Stated problem
Please count the lines in the rows below that contain the string "saree" with case treated as significant, and give only the number.

Listed records
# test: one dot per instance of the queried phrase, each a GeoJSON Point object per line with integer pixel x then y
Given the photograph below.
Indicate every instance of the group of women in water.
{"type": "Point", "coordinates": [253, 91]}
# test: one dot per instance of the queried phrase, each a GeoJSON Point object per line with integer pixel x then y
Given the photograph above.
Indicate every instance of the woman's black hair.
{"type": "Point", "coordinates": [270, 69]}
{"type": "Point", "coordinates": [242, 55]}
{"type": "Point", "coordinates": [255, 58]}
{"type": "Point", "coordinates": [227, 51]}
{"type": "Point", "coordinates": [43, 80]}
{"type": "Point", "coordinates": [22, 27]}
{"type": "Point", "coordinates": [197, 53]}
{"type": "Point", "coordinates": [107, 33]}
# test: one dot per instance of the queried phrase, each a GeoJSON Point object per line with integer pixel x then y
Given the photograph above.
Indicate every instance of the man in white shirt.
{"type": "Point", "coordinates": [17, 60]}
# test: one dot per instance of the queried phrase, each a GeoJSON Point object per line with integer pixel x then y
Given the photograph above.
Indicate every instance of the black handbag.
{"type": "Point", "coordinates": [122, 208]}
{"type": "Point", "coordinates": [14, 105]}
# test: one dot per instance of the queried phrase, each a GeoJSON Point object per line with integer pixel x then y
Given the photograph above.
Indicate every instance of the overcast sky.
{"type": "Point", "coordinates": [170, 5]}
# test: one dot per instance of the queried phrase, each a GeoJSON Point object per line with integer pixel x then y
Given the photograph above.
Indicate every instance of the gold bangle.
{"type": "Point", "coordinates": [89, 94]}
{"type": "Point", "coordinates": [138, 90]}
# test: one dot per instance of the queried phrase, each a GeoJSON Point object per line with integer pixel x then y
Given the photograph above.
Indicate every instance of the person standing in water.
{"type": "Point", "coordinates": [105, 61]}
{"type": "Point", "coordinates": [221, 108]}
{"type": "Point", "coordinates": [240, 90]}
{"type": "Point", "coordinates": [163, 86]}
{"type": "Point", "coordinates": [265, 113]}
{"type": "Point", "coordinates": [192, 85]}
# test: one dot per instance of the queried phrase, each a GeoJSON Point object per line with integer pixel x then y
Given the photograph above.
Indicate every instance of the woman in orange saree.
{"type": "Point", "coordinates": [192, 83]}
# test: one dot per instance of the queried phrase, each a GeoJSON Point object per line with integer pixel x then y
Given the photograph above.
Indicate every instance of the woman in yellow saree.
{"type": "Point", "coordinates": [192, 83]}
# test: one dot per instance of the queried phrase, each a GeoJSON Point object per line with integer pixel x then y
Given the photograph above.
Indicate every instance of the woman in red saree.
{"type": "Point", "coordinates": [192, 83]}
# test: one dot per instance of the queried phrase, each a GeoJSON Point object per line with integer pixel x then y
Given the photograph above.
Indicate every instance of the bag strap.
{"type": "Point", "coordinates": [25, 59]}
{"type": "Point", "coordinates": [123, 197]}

---

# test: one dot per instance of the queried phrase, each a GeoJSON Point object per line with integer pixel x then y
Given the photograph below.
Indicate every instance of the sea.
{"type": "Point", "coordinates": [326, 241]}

Problem solution
3